◆ Listed records:
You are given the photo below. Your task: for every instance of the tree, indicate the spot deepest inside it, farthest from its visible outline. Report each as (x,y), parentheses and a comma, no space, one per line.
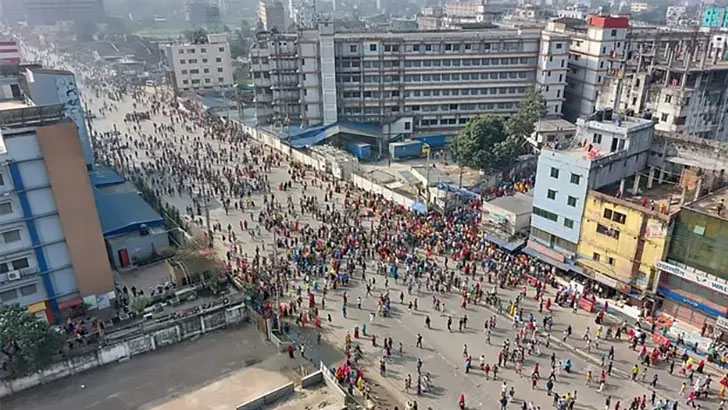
(484,143)
(530,110)
(29,344)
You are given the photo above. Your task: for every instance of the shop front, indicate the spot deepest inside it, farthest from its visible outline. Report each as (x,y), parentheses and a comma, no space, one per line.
(695,299)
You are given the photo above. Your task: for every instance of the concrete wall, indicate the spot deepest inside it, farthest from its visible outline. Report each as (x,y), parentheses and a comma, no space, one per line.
(370,186)
(123,350)
(267,399)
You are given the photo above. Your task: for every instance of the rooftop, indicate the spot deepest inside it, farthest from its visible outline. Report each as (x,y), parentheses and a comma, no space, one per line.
(661,199)
(712,204)
(126,212)
(617,125)
(554,125)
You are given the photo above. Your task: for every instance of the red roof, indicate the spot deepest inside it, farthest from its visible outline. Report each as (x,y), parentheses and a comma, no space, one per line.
(609,22)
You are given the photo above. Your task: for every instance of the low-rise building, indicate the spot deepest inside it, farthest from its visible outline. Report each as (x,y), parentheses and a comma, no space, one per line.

◆ Prompt: Output each record verbatim and leave out its pictures.

◆ Written response:
You are given the photo below. Your task: for every instance of the tree, indicate the spot deepest inside it, farthest from its visible outline. Report each as (x,y), parentheses and a comma, no space, one per line.
(484,143)
(530,110)
(29,344)
You are given the photo above. Your task: for every instance of the shop front, indicate the spot deepest inside it, farthest from its visible outline. Report each as (x,y), parentheses and a comma, no space, one per line.
(695,299)
You are given the photo above. Your task: for every instance of the concrete wall, indicate the spot deepest inside it, farthest from its visible outline. Report each as (x,y), parentheses and a comma, no space, one per line.
(370,186)
(123,350)
(267,399)
You are given the photo above. Your task: for every instance of the rooftop, indicate the spot deepest inside it, farthest from its visible outline. Report each as (x,y), parentheses and a comma, no space, one per line.
(661,199)
(712,204)
(126,212)
(617,125)
(554,125)
You are given the photo above. Your task: for every instance of the red roof, indicate the spot deepest inside it, farthest from its visible outline. Report each as (x,y), parentheses and a comma, no space, one per line.
(609,22)
You are given the photo above. Your task: for every instance of the low-rise building, indicate the spot deepest inside it, farthest from its visible outline. Report each as (x,y), parentheses and a comma, no space, one per line.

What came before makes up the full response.